**Tasks:**
1. In the saw review thread, shorten the paragraph that begins "But… I've owned this Dewalt" and keep its main facts.
2. Print part of the saw review thread word for word. Begin at the words "It has been" and stop after "much more reasonable.".
3. Write what follows in the saw review thread, picking up after its last line.

# Tough, Affordable, Accurate Saw



## PPK (Mar 8, 2016)

True (humorous) story to add on:

In high school/college, probably about 1/3 of all the tools in Dad's shop were mine. When I bought my own house, Dad was gracious enough to load up my remaining tools from the shop and bring them to me. Since then, he's replaced almost all of them with identical or very similar tools. I guess he missed having them!


----------



## craftsman on the lake (Dec 27, 2008)

I own a 12" compound sliding bosch that I like in the shop.

But… I've owned this Dewalt for years and have taken it out on the job time after time. I've got lots of hours on it. Can't be killed. And it maintains it's accuracy. Not as elegant as some other saws but gets the job done just the same and is really, really tough.


----------



## RichT (Oct 14, 2016)

> True (humorous) story to add on:
> 
> In high school/college, probably about 1/3 of all the tools in Dad s shop were mine. When I bought my own house, Dad was gracious enough to load up my remaining tools from the shop and bring them to me. Since then, he s replaced almost all of them with identical or very similar tools. I guess he missed having them!
> 
> - PPK


Nice story. I'm sure he misses you too.


----------



## pintodeluxe (Sep 12, 2010)

I will have to second this review, although my opinions are based on the 704 which is the single bevel 12" version. 
It has been a workhorse. Between the chopsaw and a crosscut sled on my tablesaw, I haven't found anything I can't handle.

It just keeps working. And it certainly has seen some heavy use.

The Cons I see are dust collection and blade cost with the 12" blades. Your 10" blades are much more reasonable. 
I had to go to considerable lengths to enclose and capture the dust plume. That's the trade-off with using a portable tool as a stationary shop tool I guess.

I agree with your review, it's a keeper.


----------



## EarlS (Dec 21, 2011)

**Excerpted data:**
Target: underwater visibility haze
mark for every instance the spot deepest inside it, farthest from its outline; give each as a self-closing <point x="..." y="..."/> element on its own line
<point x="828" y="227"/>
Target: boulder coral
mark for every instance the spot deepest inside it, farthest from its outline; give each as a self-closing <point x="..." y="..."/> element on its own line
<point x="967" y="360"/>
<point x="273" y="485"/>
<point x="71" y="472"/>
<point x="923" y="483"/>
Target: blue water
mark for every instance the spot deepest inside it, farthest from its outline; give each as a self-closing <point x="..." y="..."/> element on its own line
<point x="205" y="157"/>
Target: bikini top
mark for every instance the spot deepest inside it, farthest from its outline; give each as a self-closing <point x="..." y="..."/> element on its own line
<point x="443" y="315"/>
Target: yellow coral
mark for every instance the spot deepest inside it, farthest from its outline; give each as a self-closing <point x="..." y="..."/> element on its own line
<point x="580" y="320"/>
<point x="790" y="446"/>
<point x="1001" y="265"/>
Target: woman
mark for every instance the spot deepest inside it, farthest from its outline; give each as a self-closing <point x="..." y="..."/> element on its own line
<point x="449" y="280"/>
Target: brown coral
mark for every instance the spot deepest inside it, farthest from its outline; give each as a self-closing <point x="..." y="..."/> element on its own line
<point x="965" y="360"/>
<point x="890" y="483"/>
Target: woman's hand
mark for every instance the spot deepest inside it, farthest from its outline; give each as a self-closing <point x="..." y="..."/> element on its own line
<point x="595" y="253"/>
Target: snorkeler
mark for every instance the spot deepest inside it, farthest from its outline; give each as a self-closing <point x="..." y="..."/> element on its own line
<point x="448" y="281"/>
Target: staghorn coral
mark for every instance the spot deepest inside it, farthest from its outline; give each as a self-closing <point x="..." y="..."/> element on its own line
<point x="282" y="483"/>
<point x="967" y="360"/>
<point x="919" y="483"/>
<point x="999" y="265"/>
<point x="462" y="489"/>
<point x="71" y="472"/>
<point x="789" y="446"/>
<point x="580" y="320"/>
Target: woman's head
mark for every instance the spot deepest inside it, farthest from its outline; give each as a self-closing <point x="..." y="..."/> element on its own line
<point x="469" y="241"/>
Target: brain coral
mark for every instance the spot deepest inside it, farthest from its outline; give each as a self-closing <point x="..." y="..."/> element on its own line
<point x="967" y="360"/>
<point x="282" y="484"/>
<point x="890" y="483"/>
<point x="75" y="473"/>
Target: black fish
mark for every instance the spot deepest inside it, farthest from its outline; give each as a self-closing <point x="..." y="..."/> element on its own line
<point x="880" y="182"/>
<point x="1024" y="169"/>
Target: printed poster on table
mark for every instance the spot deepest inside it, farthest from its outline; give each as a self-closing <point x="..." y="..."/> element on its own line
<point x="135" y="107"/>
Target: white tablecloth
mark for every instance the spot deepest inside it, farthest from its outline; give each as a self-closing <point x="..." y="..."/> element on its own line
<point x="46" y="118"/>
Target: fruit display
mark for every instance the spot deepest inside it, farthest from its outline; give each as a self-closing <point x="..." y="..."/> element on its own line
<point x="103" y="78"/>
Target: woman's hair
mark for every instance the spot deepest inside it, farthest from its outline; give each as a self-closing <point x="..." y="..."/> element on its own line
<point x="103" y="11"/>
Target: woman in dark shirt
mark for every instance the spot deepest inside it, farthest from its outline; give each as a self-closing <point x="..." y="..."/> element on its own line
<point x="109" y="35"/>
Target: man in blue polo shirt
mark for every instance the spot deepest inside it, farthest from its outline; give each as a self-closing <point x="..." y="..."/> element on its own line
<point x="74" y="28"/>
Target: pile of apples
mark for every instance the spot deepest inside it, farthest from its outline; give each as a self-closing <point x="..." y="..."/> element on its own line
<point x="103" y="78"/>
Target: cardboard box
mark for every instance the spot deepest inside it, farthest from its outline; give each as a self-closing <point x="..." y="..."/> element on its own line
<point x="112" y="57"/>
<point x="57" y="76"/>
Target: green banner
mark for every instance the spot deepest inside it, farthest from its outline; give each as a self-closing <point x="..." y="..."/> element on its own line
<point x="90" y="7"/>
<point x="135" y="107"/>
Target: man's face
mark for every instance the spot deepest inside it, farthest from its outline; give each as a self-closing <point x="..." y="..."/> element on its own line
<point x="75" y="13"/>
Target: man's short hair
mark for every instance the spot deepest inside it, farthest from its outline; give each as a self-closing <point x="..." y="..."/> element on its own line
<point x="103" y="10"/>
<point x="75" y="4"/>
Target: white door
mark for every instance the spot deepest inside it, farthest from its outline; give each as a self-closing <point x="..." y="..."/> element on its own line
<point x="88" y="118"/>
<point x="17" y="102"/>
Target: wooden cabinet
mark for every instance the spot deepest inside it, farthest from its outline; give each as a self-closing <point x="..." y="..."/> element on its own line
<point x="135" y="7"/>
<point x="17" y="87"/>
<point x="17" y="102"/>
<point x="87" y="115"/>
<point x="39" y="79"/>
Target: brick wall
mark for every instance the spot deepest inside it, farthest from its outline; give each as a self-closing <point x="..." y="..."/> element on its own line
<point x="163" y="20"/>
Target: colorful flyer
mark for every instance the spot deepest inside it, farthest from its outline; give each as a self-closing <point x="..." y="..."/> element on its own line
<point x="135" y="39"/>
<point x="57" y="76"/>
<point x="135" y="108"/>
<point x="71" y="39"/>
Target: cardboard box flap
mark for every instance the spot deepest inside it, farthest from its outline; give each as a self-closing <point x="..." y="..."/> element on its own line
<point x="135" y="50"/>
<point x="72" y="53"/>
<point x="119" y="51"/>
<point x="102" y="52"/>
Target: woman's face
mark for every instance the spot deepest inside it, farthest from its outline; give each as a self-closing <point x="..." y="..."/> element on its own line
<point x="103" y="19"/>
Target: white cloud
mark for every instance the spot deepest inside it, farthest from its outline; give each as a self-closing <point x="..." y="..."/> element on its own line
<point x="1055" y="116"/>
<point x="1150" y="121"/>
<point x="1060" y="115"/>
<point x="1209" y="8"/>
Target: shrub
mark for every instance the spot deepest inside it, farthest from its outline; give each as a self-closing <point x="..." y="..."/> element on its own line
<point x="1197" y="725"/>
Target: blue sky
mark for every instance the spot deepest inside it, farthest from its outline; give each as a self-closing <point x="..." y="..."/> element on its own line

**Expected answers:**
1. The writer has taken this Dewalt out on the job for years and put many hours on it. It can't be killed and holds its accuracy. It's less elegant than some other saws, but it gets the job done and is very tough.

2.
It has been a workhorse. Between the chopsaw and a crosscut sled on my tablesaw, I haven't found anything I can't handle.

It just keeps working. And it certainly has seen some heavy use.

The Cons I see are dust collection and blade cost with the 12" blades. Your 10" blades are much more reasonable.

3.
I also have owned one for a long time and the only thing I've ever had to do is replace the blade. I also added a laser as well so I could line up the cut and I think I might have bought the stand for it as well. It's been around so long I don't remember the details. Beyond that, it is solid, dependable and reliable. I built a shroud for dust collection

Wish more things were made like this. I will say DeWalt seems to understand making good solid woodworking equipment.


----------



## jwisbey (Oct 17, 2011)

Count me in as one that has owned this saw (12" version) as well. I have had it for 18+ years, and as the others, have just replaced the blade. It is dead-on accurate since day one. I will admit that this was the best purchase I have ever made for the shop. It is used as much, if not more, than any other tool. Glad others have had the same experience with it.


----------



## therealSteveN (Oct 29, 2016)

I owned a 10" earlier model Bosch slider for years, and I have the older version of this DeWally and I gifted the Bosch to my BIL because I like the DeWalt. A lot less parts moving = tighter tolerance for better cuts. I hardly see a difference in capabilities between the 10" slider and my 12 chopper. Biggest plus is I bought it at Lowes on Black Friday several years ago for 89 bux, that is HF kind of money for a great tool.

Nice review.

I grew up using a miter box, and a handsaw. My box did have a 2 way bevel, but I never used it, always was just easier to flip the board.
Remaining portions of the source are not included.